[Objective]: Rewrite the records below, substituting "in the format shown here" for every occurrence of "written like this sample" and leaving everything else unchanged.

═══ Dataset entries

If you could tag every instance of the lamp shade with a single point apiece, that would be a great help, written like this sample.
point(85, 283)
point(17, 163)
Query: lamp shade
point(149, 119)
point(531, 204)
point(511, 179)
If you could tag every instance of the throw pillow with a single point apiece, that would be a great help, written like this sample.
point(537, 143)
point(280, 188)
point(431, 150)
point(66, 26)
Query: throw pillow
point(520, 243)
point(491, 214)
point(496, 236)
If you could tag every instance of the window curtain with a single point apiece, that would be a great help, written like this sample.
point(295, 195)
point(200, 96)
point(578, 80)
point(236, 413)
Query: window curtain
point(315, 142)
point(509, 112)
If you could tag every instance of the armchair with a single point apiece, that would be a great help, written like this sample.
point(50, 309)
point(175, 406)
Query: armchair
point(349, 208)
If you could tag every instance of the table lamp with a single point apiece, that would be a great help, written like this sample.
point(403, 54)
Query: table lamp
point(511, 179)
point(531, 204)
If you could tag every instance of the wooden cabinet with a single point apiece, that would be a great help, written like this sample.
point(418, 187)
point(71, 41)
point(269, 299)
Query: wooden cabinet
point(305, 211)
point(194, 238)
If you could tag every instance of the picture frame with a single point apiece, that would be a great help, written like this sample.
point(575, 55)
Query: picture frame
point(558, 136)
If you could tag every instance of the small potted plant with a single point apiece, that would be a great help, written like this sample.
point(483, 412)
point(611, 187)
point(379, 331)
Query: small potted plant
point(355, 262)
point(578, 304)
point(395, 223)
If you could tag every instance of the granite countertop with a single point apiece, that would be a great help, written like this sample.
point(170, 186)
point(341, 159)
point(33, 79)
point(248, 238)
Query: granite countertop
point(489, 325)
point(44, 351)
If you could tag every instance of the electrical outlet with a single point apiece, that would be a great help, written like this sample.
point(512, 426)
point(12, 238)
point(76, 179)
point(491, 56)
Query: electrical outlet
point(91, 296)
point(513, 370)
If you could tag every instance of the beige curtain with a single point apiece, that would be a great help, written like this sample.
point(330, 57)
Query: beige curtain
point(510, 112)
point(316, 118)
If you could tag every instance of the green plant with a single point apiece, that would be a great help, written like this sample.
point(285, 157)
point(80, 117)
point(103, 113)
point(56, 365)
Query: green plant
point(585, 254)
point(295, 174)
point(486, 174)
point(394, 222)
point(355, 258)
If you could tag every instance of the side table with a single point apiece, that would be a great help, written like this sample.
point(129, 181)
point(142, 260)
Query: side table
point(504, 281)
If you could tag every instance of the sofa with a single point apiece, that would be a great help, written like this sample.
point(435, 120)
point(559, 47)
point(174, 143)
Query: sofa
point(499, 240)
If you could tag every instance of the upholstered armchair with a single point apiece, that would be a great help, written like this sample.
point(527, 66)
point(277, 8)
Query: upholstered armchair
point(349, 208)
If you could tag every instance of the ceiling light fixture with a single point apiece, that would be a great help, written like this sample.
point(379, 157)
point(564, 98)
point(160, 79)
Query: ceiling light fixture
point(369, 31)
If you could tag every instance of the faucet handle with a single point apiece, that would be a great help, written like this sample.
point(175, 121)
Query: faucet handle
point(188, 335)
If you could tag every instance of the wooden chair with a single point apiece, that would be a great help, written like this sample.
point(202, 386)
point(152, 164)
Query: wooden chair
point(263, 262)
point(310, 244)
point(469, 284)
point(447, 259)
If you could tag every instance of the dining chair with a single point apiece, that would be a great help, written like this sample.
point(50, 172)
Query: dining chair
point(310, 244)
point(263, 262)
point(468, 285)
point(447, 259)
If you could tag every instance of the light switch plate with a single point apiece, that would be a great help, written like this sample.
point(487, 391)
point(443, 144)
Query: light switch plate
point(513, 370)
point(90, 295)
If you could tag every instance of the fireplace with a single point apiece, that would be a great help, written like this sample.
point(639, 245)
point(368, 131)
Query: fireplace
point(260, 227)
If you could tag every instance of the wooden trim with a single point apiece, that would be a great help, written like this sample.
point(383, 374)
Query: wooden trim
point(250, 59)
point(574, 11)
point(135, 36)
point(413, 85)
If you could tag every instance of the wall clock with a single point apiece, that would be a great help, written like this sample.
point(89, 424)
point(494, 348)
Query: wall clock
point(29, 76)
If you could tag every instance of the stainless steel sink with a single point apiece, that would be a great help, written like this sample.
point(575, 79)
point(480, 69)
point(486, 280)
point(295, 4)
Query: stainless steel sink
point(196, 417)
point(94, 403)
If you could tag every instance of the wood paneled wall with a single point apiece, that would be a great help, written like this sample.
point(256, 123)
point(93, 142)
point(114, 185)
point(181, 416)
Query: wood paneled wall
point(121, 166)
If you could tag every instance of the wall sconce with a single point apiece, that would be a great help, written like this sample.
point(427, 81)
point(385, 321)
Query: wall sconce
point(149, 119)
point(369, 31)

══════

[Completed task]:
If you could tag every instance of the lamp shade with a single point apiece, that would be a great help, in the format shown here.
point(85, 283)
point(17, 163)
Query: lamp shade
point(149, 119)
point(531, 204)
point(511, 179)
If you could tag every instance of the throw pillow with a single point apiece, that would be a great help, in the format shown here.
point(537, 143)
point(280, 188)
point(431, 150)
point(66, 26)
Query: throw pillow
point(520, 243)
point(491, 214)
point(496, 236)
If you could tag every instance of the window curtain with a single point apiece, that would be a great help, in the format shown here.
point(295, 195)
point(200, 96)
point(578, 80)
point(236, 413)
Query: window curtain
point(315, 142)
point(509, 112)
If you could tag every instance of the armchair with a single point apiece, that would be a great help, in the format shown here.
point(50, 309)
point(175, 406)
Query: armchair
point(349, 208)
If you could tag every instance of the table lamp with a single point apiece, that would be a great help, in the format shown here.
point(403, 54)
Query: table lamp
point(511, 179)
point(531, 204)
If you could tag every instance of the wooden cabinet with a single point apiece, that would be a great help, in the format shown here.
point(418, 187)
point(71, 41)
point(269, 299)
Query: wooden cabinet
point(305, 211)
point(194, 238)
If you could tag every instance of the picture frame with a single point apiece, that would be a great help, in the format shown here.
point(575, 55)
Query: picture frame
point(558, 136)
If you could tag every instance of the small potted plant with a single point apiece, that would be a great help, in the format shown here.
point(483, 412)
point(611, 187)
point(379, 331)
Query: small potted plant
point(355, 262)
point(578, 304)
point(395, 223)
If you could tag every instance of the granite countertop with a single point apiece, that would be a great help, in the format shown here.
point(170, 186)
point(341, 159)
point(33, 79)
point(248, 238)
Query: granite countertop
point(489, 325)
point(44, 351)
If you could tag every instance of the electrical outlet with a single point apiece, that would be a great help, in the format shown here.
point(512, 426)
point(12, 238)
point(76, 179)
point(491, 56)
Query: electrical outlet
point(91, 296)
point(513, 370)
If you could tag every instance of the beige curtain with a single point apiece, that would be a great help, in the format shown here.
point(330, 57)
Query: beige curtain
point(510, 112)
point(316, 118)
If you could tag every instance of the green plant with a single point apiece, that would be a great help, in the format shown here.
point(285, 157)
point(80, 117)
point(103, 113)
point(56, 365)
Query: green plant
point(585, 254)
point(295, 174)
point(486, 174)
point(394, 222)
point(355, 258)
If you could tag every instance of the side table with a single point apiece, that would be a great help, in the format shown here.
point(129, 181)
point(142, 260)
Query: side table
point(504, 281)
If you could tag every instance of the sofa with a single point apiece, that would be a great help, in the format shown here.
point(435, 120)
point(559, 47)
point(174, 143)
Query: sofa
point(499, 240)
If you could tag every instance of the upholstered armchair with a single point apiece, that would be a great help, in the format shown here.
point(527, 66)
point(277, 8)
Query: upholstered armchair
point(349, 208)
If you could tag every instance of the ceiling light fixture with a single point apiece, that would be a great help, in the format shown here.
point(379, 157)
point(564, 98)
point(160, 79)
Query: ceiling light fixture
point(369, 31)
If you could tag every instance of the faucet handle with a single point apiece, that would be a great help, in the format shown here.
point(175, 121)
Query: faucet handle
point(188, 335)
If you could tag every instance of the wooden chair with a single point apiece, that would be a great help, in the format shown here.
point(202, 386)
point(152, 164)
Query: wooden chair
point(263, 262)
point(310, 244)
point(469, 284)
point(447, 259)
If you could tag every instance of the dining chair with a single point apiece, that would be a great help, in the format shown here.
point(50, 172)
Query: dining chair
point(310, 244)
point(263, 262)
point(468, 285)
point(447, 259)
If you could tag every instance of the light switch plate with a single point apiece, that would be a great help, in the format shown here.
point(487, 391)
point(443, 144)
Query: light switch plate
point(513, 370)
point(90, 295)
If you could tag every instance of the fireplace with a single point apiece, that would be a great help, in the format shown here.
point(639, 245)
point(368, 131)
Query: fireplace
point(260, 227)
If you could tag every instance of the wooden trim with a single point apiece, that would be a great help, in the format shown here.
point(383, 374)
Query: wooden trim
point(250, 59)
point(574, 11)
point(135, 36)
point(413, 85)
If you could tag every instance of the wall clock with a single point apiece, that would be a great help, in the format shown here.
point(89, 424)
point(494, 348)
Query: wall clock
point(29, 76)
If you could tag every instance of the stainless steel sink with a single point apiece, that would be a great help, in the format shown here.
point(575, 79)
point(480, 69)
point(486, 280)
point(295, 4)
Query: stainless steel sink
point(196, 417)
point(94, 403)
If you could tag every instance of the wood paneled wall with a single point apiece, that would be a great help, in the format shown here.
point(256, 123)
point(93, 142)
point(114, 185)
point(181, 416)
Query: wood paneled wall
point(121, 166)
If you could tag every instance of the wall sconce with a single point apiece, that would be a great help, in the format shown here.
point(427, 81)
point(385, 321)
Query: wall sconce
point(149, 119)
point(369, 31)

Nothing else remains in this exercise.